## TASKS TO COMPLETE
a. Summarize the essay on Rupert Murdoch's bid for Dow Jones in two sentences.
b. Write the next part of the essay on Rupert Murdoch's bid for Dow Jones, picking up after its final paragraph.

## READING TEXT

——————————

Rupert vs. the Republic
"Rupert Murdoch has grown so desperate in his attempt to buy Dow Jones and its Wall Street Journal that he'll tell any lie he thinks will help," wrote Slate's Jack Shafer on May 24.
In half a dozen columns, Shafer himself has sounded a bit desperate to expose Murdoch's lies in order to discredit his bid. He's right to note that "Murdoch doesn't exasperate because he's a conservative; he exasperates because he has no principles." But the ownership and investment system which Murdoch is gaming doesn't have any principles, either. It will take more than investigative journalism, satire, or commentary like Shafer's or mine to pose the challenge that needs to be posed.
I share the desperation about Murdoch for two reasons. Contrary to a perception common on the left, the Journal's news pages are ethical and sparkling -- unlike its speculator-worshipping fact-challenged editorial pages. Second, my cousin James Wechsler was editorial page editor of the crusading, liberal New York Post when Murdoch bought it from publisher Dolly Schiff in 1977 and promised to maintain its political independence, only to make it a daily reminder that Australia was founded as a penal colony.
But it can have astonished no one that, after some fretting about journalistic integrity, the Journal's Bancroft family owners agreed to meet with Murdoch as the price of Dow Jones stock surged: What, besides profit, could have driven Dow's mostly anonymous whorl of shareholders, whose composition changes daily at the clicks of brokers' mouses?
The Bancrofts do retain legal control of Dow Jones and the Journal through Class B super-voting stock, along with some portraits of ancestors whose pieties about journalism as a public trust still ring in their ears. They might be able to withstand Murdoch's carrots and sticks for the sake of something besides free-market freedom – the freedom of intelligent stewards to run a company by more than just its bottom line.
They might, that is, if times were better and if some Bancrofts weren't dividend hogs themselves. "As a rule," the Journal itself reported, "trustees have a fiduciary duty to serve the interests of the beneficiaries, but the Bancroft trust documents generally don't stipulate that the trustees must maximize the value of the trust's holdings of Dow Jones shares."
But now that Murdoch's offer has driven up the price of Dow's more public, Class A shares, those brokers' mouses will roar if the family turns him down. The stock will plummet as greed whirls elsewhere, and shareholder lawsuits may claim that the family abdicated its fiduciary responsibilities. New offers by others may "save the day," but for what? That's the important question.
In the republic we used to have alongside loose-limbed markets, informed citizens (including capitalists) were supposed to choose when to rise above narrow self-interest. Voters could organize to curb or even contravene some market forces to achieve public goals which self-interested consumers and companies can't achieve alone. The hitch is that for some time now corporations have enjoyed the legal status of "persons," entitled by law and enjoined by their charters only to maximize profits and market share. The consequences for republican freedom are closing in on us all.

——————————

Point labeling examples
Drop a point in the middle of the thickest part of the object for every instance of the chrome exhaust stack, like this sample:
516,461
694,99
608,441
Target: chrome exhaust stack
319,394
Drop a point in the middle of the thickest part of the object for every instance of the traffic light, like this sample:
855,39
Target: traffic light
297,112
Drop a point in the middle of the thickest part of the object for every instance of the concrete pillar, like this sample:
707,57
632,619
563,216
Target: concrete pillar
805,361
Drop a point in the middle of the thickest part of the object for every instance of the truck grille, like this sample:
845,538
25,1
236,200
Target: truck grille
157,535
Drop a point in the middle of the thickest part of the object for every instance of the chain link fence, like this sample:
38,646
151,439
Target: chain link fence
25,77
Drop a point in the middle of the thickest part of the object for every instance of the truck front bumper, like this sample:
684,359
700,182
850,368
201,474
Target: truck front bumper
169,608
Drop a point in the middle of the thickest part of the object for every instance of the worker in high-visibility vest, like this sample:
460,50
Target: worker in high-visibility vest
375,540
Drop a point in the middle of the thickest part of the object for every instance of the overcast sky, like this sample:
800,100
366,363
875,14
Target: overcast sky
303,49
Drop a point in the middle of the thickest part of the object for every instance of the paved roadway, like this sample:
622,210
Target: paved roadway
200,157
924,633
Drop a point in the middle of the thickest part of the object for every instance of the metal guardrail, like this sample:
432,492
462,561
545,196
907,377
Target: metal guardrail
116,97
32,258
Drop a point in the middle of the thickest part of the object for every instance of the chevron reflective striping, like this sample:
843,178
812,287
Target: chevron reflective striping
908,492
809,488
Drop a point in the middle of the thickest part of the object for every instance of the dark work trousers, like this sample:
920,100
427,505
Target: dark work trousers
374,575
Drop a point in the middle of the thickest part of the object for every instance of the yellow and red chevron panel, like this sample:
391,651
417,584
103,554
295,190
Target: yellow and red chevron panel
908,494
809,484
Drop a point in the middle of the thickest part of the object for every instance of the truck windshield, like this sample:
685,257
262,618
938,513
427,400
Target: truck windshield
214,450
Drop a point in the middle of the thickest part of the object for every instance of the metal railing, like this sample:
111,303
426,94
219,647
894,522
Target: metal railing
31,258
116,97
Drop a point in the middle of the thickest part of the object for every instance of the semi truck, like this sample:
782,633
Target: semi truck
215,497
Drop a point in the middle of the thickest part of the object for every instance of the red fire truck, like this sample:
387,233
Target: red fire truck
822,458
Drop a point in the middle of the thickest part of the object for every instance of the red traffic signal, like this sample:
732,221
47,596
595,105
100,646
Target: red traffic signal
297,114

——————————

## TASK RESPONSES
a. The author argues that the ownership and investment system Murdoch is gaming in his bid for Dow Jones and the Wall Street Journal has no principles, and that the Bancroft family, though it holds legal control through super-voting stock, may face a plunging share price and shareholder lawsuits if it turns him down. In the republic the author describes, citizens could rise above narrow self-interest and curb market forces, but corporations now have the legal status of persons bound only to maximize profits and market share, with consequences for republican freedom.

b.
If a General Electric subsidiary can profit by pumping porn movies into hotel rooms, why not? It's legal. Corporations are "persons" entitled to freedom of speech, no matter that the republic's founders intended this freedom only for persons who could persuade one another, in open debate, to set aside self-interest sometimes for the greater good. When was the last time you debated Murdoch's News Corporation? If he can make more by scaring or titillating customers than by informing them, no one can balk. If the Bancrofts balk, other Dow Jones shareholders may balk at them.
On the job, every media-corporation employee has to do whatever management thinks will glue the most eyeballs to the newspaper or TV screen. Citizen activists who try to talk with corporate minions in civic terms often have an out-of-body experience. Just reading or watching what's churned out by the glad-handing, goosing, scare-mongering producers of Fox and even the NBC Nightly News is an out-of-body experience for anyone seeking enlightenment or reinforcement of the values and virtues without which no republic can cohere.
Murdoch is especially bad here because his huge engines so brilliantly stimulate fear, mistrust, and impulse buying, often subliminally. But he's merely an especially duplicitous excrescence of bottom-line imperatives that have corrupted many great newspaper families and broadcast pioneers before the Murdochs and the Bancrofts. Even the most civic-minded heirs must bow to shareholder pressures like those Murdoch has goosed here.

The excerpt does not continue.